• [Action item]:
From the first line of the entries below through the line holding "# put one point on every instance of the snow-capped", write out every line exactly, please, and leave out the pictures.

START Given entries

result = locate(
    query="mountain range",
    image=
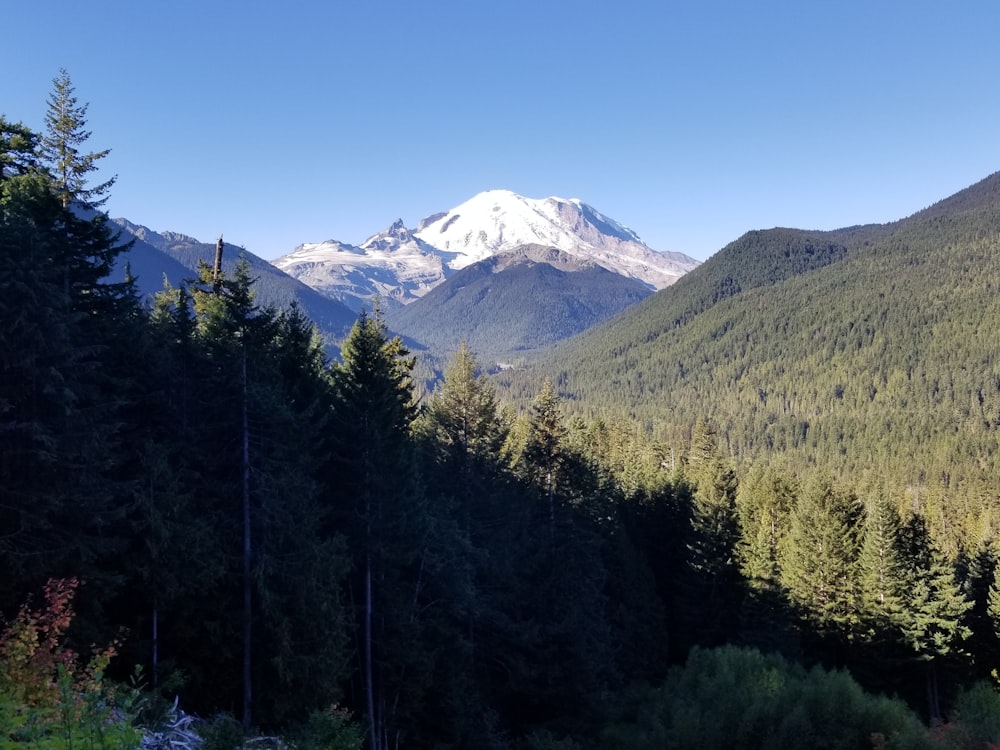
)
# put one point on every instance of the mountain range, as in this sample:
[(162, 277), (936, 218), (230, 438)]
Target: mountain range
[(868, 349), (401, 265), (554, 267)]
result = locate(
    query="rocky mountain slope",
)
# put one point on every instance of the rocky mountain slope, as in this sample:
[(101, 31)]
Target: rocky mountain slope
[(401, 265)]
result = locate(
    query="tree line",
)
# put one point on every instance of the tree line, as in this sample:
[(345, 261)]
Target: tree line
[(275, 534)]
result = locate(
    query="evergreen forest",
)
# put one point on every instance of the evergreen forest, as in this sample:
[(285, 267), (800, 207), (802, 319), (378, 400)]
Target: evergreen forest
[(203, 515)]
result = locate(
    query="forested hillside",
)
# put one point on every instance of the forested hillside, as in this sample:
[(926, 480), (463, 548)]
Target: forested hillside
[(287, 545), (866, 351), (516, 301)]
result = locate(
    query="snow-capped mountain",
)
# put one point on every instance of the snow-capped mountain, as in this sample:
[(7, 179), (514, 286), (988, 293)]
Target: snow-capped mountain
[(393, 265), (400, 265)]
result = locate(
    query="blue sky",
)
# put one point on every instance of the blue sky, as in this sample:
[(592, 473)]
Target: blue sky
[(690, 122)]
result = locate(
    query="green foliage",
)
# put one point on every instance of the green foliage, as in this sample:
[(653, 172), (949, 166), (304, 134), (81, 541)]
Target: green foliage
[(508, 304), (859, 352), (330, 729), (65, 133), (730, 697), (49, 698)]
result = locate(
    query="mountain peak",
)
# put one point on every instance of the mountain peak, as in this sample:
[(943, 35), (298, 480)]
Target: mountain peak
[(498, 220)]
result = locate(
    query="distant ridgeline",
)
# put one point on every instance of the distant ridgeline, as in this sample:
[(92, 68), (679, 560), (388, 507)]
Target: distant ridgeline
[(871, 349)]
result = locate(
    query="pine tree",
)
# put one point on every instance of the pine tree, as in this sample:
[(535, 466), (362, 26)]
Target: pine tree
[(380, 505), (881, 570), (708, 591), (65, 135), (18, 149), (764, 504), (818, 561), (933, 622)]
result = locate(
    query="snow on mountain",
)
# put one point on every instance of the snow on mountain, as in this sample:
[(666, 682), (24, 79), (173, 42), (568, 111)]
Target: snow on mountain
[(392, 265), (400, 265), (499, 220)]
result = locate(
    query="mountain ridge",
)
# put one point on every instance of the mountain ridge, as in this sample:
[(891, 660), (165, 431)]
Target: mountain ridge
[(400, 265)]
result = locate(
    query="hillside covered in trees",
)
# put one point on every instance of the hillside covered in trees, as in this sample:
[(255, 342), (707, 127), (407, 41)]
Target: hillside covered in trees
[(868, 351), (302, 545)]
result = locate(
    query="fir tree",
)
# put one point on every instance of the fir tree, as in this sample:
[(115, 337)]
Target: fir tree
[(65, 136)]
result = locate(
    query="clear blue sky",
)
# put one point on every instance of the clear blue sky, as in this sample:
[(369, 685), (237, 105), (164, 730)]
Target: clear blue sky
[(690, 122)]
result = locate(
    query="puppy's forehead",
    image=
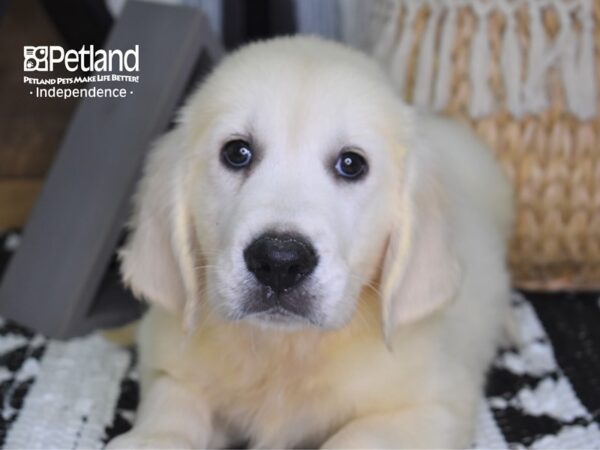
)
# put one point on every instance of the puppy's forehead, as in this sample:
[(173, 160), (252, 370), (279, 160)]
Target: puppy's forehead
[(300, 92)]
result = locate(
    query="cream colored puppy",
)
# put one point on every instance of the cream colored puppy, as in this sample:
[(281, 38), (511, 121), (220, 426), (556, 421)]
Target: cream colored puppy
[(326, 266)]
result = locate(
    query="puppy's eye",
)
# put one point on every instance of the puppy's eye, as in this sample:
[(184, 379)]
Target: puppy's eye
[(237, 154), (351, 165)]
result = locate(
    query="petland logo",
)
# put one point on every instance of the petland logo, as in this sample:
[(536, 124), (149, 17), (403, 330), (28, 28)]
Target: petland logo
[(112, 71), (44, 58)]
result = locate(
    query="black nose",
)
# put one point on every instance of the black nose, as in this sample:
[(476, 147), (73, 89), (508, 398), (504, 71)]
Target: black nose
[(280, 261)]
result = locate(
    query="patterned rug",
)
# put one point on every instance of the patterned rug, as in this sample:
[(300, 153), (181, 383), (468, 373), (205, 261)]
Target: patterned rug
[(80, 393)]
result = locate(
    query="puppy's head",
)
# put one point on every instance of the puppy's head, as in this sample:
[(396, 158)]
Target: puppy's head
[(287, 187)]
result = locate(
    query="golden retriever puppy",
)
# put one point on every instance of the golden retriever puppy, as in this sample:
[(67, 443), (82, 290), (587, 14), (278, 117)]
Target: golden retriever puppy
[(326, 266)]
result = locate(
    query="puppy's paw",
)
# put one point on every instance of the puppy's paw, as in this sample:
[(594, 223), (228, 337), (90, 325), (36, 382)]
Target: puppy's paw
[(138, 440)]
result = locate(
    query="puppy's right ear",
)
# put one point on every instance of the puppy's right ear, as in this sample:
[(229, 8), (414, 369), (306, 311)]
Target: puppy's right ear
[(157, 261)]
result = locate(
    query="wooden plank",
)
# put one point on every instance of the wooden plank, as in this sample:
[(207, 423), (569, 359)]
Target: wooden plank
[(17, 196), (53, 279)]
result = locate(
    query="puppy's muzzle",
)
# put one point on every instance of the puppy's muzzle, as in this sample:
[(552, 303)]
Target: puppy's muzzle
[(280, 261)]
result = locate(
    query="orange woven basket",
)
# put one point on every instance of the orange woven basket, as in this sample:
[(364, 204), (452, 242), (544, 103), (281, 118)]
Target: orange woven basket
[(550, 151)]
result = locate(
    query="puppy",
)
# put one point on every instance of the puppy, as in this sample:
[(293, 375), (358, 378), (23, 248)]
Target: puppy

END Given entries

• [Exercise response]:
result = locate(
    query="mountain range",
    image=
)
# put one point on every instance of the mountain range, as in this sample:
[(162, 277), (936, 218), (230, 438)]
Target: mountain range
[(868, 349), (401, 265), (554, 267)]
result = locate(
    query="rocky mountain slope",
)
# put one point on every instance of the rocky mountain slope, as in this sample:
[(101, 31)]
Target: rocky mountain slope
[(401, 265)]
result = locate(
    query="tree line",
)
# put one point on every instance of the tree line, as in this sample:
[(345, 261)]
Target: tree line
[(275, 534)]
result = locate(
    query="evergreen forest",
)
# put one point on every instance of the evergreen forest, as in this sample:
[(285, 267), (800, 207), (802, 319), (378, 400)]
Target: evergreen forest
[(203, 515)]
result = locate(
    query="forested hillside",
)
# put one point on every instance of the forested hillside, as in this sample:
[(926, 480), (463, 548)]
Target: forested hillside
[(287, 545), (866, 351), (516, 301)]
result = locate(
    query="snow-capped mountain",
)
# put one point on every instance of the snow-capped mountain, as in this sample:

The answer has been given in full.